EXERCISE BRIEF: Pull out every one of the lines below and reproduce them without any change.

(Records)
※ ※ ※

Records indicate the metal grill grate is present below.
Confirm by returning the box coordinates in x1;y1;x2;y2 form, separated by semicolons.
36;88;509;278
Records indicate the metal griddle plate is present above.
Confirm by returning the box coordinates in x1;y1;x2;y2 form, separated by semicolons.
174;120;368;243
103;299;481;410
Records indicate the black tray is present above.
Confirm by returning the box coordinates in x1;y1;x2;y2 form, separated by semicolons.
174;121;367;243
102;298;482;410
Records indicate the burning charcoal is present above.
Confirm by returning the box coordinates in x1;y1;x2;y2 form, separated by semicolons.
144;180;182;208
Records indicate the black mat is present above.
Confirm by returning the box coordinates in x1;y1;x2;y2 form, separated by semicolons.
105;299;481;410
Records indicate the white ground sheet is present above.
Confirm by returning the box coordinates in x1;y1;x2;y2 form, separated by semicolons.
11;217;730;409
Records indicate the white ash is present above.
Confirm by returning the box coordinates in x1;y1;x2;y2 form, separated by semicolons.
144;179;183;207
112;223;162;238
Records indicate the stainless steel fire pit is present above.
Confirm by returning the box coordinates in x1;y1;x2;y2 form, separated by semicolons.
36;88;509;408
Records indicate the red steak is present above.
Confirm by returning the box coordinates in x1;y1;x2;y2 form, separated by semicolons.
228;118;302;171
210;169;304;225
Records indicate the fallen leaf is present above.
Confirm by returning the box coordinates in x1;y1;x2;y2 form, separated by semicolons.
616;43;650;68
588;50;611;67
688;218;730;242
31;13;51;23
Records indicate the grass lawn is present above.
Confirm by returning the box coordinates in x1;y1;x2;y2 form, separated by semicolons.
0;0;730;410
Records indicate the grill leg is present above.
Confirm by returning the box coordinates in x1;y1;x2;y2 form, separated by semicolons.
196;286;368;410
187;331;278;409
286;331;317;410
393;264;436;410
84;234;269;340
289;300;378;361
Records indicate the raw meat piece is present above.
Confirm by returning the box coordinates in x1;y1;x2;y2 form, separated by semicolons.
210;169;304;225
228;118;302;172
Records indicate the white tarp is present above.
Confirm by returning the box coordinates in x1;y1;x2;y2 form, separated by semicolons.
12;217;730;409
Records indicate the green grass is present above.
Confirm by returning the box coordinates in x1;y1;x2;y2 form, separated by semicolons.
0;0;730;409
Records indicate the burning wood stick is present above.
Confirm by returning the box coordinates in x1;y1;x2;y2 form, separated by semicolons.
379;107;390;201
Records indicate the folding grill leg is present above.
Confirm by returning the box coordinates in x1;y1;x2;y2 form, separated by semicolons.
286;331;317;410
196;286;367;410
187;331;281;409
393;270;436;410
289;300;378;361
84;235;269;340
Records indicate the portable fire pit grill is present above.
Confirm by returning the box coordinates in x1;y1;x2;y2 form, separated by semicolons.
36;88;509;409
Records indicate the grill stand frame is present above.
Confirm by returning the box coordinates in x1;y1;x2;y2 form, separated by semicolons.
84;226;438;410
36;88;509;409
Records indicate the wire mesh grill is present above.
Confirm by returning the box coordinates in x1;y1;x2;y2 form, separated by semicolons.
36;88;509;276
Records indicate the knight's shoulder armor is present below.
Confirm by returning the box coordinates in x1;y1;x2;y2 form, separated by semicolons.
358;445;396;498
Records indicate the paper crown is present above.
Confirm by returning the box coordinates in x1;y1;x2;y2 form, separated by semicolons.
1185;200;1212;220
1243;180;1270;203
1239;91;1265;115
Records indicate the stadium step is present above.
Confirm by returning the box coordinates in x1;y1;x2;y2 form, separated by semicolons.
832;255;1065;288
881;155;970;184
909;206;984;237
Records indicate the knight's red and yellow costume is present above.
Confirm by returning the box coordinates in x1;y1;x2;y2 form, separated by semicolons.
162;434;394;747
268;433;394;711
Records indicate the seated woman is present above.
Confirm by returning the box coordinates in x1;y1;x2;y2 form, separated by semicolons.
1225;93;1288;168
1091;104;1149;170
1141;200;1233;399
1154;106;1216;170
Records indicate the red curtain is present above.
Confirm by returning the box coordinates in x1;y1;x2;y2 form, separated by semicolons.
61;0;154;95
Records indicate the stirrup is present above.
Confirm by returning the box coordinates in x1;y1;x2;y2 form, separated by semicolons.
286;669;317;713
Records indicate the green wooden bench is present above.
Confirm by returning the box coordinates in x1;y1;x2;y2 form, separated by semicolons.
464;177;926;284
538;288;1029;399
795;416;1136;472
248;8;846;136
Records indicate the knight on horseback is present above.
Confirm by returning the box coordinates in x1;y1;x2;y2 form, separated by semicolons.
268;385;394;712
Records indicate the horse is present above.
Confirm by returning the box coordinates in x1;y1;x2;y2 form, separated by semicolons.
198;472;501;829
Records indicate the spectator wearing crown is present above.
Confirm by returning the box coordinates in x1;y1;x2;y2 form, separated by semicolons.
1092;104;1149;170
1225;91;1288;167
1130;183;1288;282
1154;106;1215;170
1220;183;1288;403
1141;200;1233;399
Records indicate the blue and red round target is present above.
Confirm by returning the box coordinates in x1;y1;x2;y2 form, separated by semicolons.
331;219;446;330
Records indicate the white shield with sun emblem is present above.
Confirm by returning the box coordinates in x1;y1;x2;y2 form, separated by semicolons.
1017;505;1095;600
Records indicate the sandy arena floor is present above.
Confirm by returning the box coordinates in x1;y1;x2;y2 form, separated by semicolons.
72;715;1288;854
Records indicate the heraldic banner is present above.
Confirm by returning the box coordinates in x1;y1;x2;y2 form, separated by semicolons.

※ ※ ※

EXERCISE RESPONSE:
Records indicate the metal grill grate is present below.
Confirm by returning the box coordinates in x1;y1;x2;y2 form, separated by semicolons.
36;88;509;278
Records indicate the metal griddle plate is present above.
Confirm by returning the box coordinates in x1;y1;x2;y2 form, separated by semicolons.
174;120;368;243
103;299;481;410
Records indicate the black tray is present above.
Confirm by returning the box coordinates in x1;y1;x2;y2 form, separated by semicolons.
174;121;367;243
102;298;482;410
Records indicate the burning charcoal is present above.
Confirm by returning the box coordinates in x1;y1;x2;y2 form, separated by semicolons.
144;180;182;208
Records indicate the black mat is present above.
Confirm by returning the box coordinates in x1;y1;x2;y2 form, separated by semicolons.
105;299;481;410
Records indicate the white ground sheet is present above.
Confirm by returning the box coordinates in x1;y1;x2;y2 form, separated by semicolons.
11;217;730;409
Records indicate the white ash is present above.
Confirm by returning the box coordinates in x1;y1;x2;y2 form, separated by semicolons.
144;179;183;207
112;223;162;238
Records indicate the stainless steel fire pit is present above.
Confirm by returning the box coordinates in x1;y1;x2;y2 form, separated by semicolons.
36;88;509;408
Records indicate the red steak is present above.
Confirm by returning the box coordinates in x1;y1;x2;y2 form, separated by semicolons.
228;118;302;171
210;169;304;225
Records indicate the fallen leaf is present above.
Confirm by returning the box coordinates in x1;y1;x2;y2 form, separated by semicolons.
616;43;650;68
588;50;611;67
688;218;730;242
31;13;51;23
Records indicate the grass lawn is present above.
Confirm by returning the box coordinates in x1;y1;x2;y2 form, separated by semicolons.
0;0;730;410
Records indicate the grill leg is present above.
Confirm by returning the box coordinates in x1;y1;x2;y2 form, separated by semicolons.
196;286;368;410
187;331;278;409
286;331;317;410
393;264;436;410
84;234;269;340
289;300;378;361
Records indicate the raw meat piece is present above.
Confirm by returning the box coordinates in x1;y1;x2;y2 form, separated by semicolons.
210;169;304;225
228;118;302;172
Records indicate the white tarp is present above.
Confirm by returning the box coordinates in x1;y1;x2;y2 form, separated by semicolons.
12;217;730;409
Records indicate the green grass is present above.
Confirm by returning the box coordinates in x1;y1;x2;y2 form, separated by semicolons.
0;0;730;409
Records indicate the burning wood stick is present above.
Confirm by returning the box coordinates in x1;y1;x2;y2 form, separated by semicolons.
379;107;390;201
Records indicate the folding grill leg is present above.
Confirm by returning the box coordinates in x1;y1;x2;y2 form, separated by semicolons.
286;331;317;410
196;286;367;410
187;331;281;409
393;270;436;410
289;300;378;361
84;235;269;340
Records indicate the portable fire pit grill is present above.
Confirm by returning the box coordinates in x1;y1;x2;y2 form, separated by semicolons.
36;88;509;409
Records indicate the grill stand frame is present above.
Confirm by returning the box coordinates in x1;y1;x2;y2 form, separated by semicolons.
84;226;438;410
36;88;509;409
Records indicate the wire mesh grill is present above.
Confirm by returning the box coordinates in x1;y1;x2;y2 form, separated by semicolons.
36;88;509;276
Records indicate the knight's shoulder armor is present below.
Confirm by returning the box coordinates in x1;y1;x2;y2 form, separated by semicolons.
358;445;396;498
Records indicate the paper crown is present above.
Confirm by returning the box coordinates in x1;y1;x2;y2 form, separated by semicolons.
1185;200;1212;220
1243;180;1270;203
1239;91;1265;115
Records indicate the stadium step is present above.
Confirm by returning the box coordinates in x1;y1;x2;y2 form, separated by semicolons.
832;255;1065;288
881;155;970;184
909;206;984;237
Records indicate the knight's red and yellow costume is present above.
Confirm by returning the box coordinates in x1;y1;x2;y2 form, separated by semicolons.
162;434;394;747
268;433;394;711
Records indicate the seated woman is present above.
Confirm by returning the box coordinates in x1;y1;x2;y2 form, separated by semicolons.
1225;93;1288;168
1091;104;1149;170
1141;200;1233;399
1154;106;1216;170
Records indicate the red curtain is present above.
Confirm by returning the box coordinates in x1;y1;x2;y2 form, separated by semicolons.
61;0;154;95
Records indicate the stirrup is present above.
Confirm by returning the box coordinates in x1;y1;x2;y2 form, separated by semicolons.
286;669;317;713
Records indicate the green wooden bench is present above.
Confirm by returning the box coordinates in x1;y1;x2;y2 form, separated by semicolons.
464;177;926;284
538;288;1029;399
795;416;1136;472
248;8;846;136
Records indicate the knight on horseback is present above.
Confirm by returning the box coordinates in x1;y1;x2;y2 form, separated by semicolons.
268;385;394;712
Records indicate the horse is present above.
Confirm by returning the box coordinates in x1;y1;x2;y2 form, separated by semicolons.
198;472;501;829
Records indicate the spectator wearing crown is present above.
Confirm by returning the box coordinates in x1;y1;x2;y2 form, separated by semicolons.
1092;104;1149;170
1225;91;1288;167
1130;183;1288;282
1154;106;1215;170
1220;183;1288;403
1141;200;1233;399
Records indicate the blue and red round target is present above.
Confirm by returning the box coordinates in x1;y1;x2;y2 form, separated by semicolons.
331;219;446;330
Records indicate the white shield with sun emblem is present above.
Confirm by returning the box coordinates in x1;y1;x2;y2 form, separated by semicolons.
1017;505;1095;600
Records indicate the sandy arena floor is present above.
Confirm by returning the box coordinates in x1;y1;x2;y2 form, separated by semicolons.
72;715;1288;854
Records indicate the heraldic banner is present above.
Confirm by returning the box coordinates in x1;y1;x2;y2 form, separated by semicolons.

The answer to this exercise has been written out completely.